Marktanalyse

Auswirkungen der aktuellen politischen Situation in Europa auf den Chemikalienmarkt

Donauchem
Vor wenigen Tagen hat Russland angekündigt, Exporte von Produkten und Rohstoffen bis zum 31. Dezember zu verbieten. Was davon betroffen sein wird, ist derzeit noch unklar. Ersten Einschätzungen zufolge könnte das Exportverbot für Öl, Gas, Getreide, Metalle und eine Reihe wichtiger Rohstoffe gelten. Sollte dies tatsächlich so eintreten, wären damit gravierende Auswirkungen auf die Energie- und Rohstoffversorgung in Österreich und Europa verbunden. 
 

Russland ist größter Erdgaslieferant der EU 

Europa ist von Russlands Öl- und Gasexporten in hohem Ausmaß abhängig. Angesichts der Tatsache, dass die Energiepreise in der EU im vergangenen Jahr bereits von 20 Euro auf 180 Euro pro Megawattstunde gestiegen sind, könnte der Wegfall dieser Gas- und Ölimporte eine schwere Belastung für Europa bedeuten.
 

Österreich bezieht 80 Prozent seines Erdgases aus Russland

Russland war sowohl im Jahr 2020 als auch im ersten Halbjahr 2021 der größte Erdgaslieferant für die EU. Laut Eurostat stammen im Jahr 2020 rund 44 Prozent der europäischen Erdgasimporte aus Russland. Im ersten Halbjahr 2021 stieg dieser Anteil auf fast 47 Prozent. Österreich bezog 2021 laut WKO rund 80 Prozent seines Erdgases von Russland.


 

Industrie und Kraftwerke als größte Gasverbraucher

Hauptverbraucher von Gas in Österreich war 2020 mit einem Anteil von 41,5 Prozent der produzierende Bereich. Dieser Sektor verwendet Erdgas zur Erzeugung von Prozesswärme oder als Rohstoff in der Produktion. 29,7 Prozent der gesamten Gasnachfrage wurde 2020 im Umwandlungsbereich für die Strom- und Fernwärmeerzeugung eingesetzt. Bei den Haushalten (20,4 Prozent der Gasnachfrage) stehen die Anwendungen Raumheizung, Warmwasserbereitung und Kochen im Vordergrund.

 
Quelle: Zahlenspiegel Gas und Fernwärme 2021


Österreich importiert 10 Prozent seines Erdöls aus Russland

Bei Erdöl ist Russland mit einem EU-Importanteil von rund 25 Prozent weniger dominant als bei Erdgas, aber immer noch weit vor dem zweitgrößten Lieferanten Norwegen. Österreich bezog im Zeitraum 2010 bis 2020 insgesamt 7,84 Millionen Tonnen Rohöl aus Russland, das entspricht etwa 10 Prozent aller Rohölimporte.

= = = = =

- _Schriftliche Aufgabe 1_
Erklären Sie in ein bis drei Sätzen, warum laut der Marktanalyse der Wegfall der russischen Gas- und Ölimporte eine schwere Belastung für Europa bedeuten könnte.

- _Auszug aus einem Datensatz_

= = = = =

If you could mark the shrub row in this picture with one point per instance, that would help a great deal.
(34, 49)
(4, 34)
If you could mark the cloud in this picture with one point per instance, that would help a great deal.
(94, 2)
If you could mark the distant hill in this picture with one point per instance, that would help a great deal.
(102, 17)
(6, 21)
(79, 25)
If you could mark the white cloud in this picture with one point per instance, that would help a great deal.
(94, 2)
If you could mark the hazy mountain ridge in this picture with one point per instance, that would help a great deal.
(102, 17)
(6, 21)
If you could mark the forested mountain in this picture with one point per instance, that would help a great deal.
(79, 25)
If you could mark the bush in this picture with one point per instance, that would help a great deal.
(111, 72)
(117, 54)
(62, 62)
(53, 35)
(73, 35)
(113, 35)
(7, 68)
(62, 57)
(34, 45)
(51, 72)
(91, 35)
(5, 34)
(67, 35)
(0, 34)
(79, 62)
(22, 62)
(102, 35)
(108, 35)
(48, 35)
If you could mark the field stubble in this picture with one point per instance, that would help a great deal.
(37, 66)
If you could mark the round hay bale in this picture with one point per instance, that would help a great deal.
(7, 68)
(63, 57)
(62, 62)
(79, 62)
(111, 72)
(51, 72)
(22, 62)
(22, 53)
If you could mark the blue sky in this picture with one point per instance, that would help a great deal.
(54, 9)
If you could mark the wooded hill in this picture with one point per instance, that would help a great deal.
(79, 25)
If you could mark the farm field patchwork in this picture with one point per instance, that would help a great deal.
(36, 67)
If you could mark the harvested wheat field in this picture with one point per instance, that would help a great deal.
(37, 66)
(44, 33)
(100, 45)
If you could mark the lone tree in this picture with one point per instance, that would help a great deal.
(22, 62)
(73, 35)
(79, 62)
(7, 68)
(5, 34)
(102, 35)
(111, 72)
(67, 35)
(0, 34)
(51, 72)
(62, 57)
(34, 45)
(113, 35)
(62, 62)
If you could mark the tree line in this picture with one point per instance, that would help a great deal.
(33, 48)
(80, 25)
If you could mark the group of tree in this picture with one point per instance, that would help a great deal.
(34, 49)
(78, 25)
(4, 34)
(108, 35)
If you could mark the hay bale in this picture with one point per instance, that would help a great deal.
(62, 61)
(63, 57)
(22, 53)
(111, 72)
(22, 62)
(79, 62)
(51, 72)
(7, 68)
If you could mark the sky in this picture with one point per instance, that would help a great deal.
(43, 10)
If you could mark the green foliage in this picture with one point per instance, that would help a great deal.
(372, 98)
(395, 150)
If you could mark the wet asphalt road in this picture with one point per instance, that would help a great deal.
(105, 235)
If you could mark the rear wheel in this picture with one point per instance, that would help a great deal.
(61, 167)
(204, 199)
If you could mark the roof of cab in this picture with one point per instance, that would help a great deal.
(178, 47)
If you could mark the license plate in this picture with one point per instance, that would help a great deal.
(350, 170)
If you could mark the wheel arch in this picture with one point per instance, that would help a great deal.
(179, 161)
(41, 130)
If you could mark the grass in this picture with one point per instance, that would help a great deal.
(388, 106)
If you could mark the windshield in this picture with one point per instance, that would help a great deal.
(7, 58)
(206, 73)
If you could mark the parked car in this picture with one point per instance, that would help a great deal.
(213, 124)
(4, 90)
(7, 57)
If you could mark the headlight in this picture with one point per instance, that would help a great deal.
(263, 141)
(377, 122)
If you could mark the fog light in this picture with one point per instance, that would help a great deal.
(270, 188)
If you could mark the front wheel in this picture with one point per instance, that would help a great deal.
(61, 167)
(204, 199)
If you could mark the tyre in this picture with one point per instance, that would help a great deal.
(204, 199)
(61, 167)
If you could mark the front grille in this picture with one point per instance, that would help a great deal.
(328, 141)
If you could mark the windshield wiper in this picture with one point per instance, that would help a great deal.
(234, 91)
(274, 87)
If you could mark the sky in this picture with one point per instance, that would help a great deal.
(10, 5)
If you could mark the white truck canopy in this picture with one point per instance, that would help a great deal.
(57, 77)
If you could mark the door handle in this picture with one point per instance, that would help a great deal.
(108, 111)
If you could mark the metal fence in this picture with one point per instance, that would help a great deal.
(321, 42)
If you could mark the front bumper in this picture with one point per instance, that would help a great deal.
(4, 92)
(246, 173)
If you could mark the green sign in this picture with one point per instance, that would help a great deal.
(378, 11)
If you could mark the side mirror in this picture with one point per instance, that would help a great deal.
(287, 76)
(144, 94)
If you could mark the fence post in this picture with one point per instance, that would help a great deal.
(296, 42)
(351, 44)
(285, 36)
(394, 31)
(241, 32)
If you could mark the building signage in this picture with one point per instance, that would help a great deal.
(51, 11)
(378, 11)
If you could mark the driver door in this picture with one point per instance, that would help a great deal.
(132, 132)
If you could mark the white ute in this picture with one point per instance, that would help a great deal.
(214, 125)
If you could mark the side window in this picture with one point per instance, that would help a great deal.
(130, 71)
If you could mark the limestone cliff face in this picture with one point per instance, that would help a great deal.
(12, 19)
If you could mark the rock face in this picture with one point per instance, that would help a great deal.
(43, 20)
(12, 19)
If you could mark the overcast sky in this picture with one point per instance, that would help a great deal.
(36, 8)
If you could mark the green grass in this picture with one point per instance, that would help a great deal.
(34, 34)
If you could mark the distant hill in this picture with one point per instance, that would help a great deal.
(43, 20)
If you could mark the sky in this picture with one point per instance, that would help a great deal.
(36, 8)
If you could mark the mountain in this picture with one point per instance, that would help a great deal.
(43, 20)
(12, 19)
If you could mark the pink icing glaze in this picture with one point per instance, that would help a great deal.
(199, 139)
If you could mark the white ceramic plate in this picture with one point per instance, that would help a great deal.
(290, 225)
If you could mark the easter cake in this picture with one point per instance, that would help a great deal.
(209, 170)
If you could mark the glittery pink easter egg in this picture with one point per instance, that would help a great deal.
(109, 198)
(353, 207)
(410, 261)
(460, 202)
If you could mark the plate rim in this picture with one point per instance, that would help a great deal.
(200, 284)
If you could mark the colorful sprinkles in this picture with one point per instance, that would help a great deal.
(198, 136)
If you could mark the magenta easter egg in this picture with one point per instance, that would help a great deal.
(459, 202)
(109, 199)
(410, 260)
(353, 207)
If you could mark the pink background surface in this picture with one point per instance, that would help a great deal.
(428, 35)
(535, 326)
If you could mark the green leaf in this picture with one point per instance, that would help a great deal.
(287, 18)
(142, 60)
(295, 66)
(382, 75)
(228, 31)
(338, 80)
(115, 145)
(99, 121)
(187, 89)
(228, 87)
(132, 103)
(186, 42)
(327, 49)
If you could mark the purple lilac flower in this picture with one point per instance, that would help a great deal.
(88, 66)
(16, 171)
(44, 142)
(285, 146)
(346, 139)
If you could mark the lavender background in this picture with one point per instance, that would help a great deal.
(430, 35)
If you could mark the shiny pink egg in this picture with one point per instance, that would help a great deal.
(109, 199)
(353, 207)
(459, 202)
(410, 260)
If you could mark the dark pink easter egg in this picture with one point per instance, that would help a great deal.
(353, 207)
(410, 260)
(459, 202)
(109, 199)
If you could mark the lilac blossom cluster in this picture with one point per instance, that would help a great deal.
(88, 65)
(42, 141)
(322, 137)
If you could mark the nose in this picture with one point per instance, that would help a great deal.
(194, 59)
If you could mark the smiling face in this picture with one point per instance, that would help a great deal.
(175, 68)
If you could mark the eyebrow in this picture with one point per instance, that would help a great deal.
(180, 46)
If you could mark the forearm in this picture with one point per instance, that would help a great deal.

= = = = =

- _Schriftliche Aufgabe 2_
Geben Sie jede Zeile zurück, in der das Wort "grass" vorkommt.

- _Antwort 1_
Europa ist in hohem Ausmaß von Russlands Öl- und Gasexporten abhängig. Außerdem sind die Energiepreise in der EU im vergangenen Jahr bereits von 20 Euro auf 180 Euro pro Megawattstunde gestiegen. Deshalb könnte der Wegfall dieser Importe Europa schwer belasten.

- _Antwort 2_
If you could mark the grass in this picture with one point per instance, that would help a great deal.
If you could mark the green grass in this picture with one point per instance, that would help a great deal.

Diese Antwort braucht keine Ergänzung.